BEGIN Exercise input

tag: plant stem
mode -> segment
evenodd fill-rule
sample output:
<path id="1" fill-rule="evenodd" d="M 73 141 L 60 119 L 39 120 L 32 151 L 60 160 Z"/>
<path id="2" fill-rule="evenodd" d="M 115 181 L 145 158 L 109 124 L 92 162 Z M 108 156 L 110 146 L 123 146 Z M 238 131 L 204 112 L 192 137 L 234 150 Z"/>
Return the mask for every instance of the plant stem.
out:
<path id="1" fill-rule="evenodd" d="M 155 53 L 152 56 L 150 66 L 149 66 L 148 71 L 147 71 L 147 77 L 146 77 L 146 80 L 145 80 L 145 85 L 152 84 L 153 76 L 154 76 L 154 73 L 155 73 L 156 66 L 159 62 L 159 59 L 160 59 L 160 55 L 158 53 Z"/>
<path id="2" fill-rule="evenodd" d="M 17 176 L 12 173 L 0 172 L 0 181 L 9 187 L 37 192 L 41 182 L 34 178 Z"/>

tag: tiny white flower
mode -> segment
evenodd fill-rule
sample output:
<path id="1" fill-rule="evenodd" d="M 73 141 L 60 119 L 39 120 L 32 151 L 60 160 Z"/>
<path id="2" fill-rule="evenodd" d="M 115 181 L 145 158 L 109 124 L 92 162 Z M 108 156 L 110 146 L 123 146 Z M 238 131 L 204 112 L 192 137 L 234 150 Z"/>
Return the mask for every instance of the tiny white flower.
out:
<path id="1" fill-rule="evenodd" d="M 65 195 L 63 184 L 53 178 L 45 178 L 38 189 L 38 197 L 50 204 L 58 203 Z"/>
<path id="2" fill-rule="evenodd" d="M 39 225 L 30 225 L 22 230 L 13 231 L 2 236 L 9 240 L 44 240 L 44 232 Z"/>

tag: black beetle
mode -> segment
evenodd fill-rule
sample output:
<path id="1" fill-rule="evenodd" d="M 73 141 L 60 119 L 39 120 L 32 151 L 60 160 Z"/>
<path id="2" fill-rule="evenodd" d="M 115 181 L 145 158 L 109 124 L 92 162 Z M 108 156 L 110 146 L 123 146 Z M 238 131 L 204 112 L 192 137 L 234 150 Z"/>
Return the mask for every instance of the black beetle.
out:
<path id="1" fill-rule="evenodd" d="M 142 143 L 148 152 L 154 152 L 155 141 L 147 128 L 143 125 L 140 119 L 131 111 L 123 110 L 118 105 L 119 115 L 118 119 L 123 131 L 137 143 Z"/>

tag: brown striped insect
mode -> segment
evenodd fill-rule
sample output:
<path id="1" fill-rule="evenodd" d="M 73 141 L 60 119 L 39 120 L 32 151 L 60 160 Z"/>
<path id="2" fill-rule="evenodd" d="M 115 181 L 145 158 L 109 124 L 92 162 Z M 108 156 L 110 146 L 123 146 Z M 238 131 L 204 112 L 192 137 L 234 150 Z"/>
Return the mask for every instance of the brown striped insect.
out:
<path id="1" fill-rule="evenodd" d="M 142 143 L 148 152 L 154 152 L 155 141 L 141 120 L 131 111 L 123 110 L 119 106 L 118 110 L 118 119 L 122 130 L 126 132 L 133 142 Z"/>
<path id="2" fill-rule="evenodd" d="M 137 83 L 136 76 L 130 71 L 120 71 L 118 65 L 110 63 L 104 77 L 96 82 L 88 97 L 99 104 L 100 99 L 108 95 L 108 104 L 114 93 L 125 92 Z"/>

END Exercise input

Task description:
Among the lines of the material above, count those that include "instance" and report that number alone.

Your solution:
4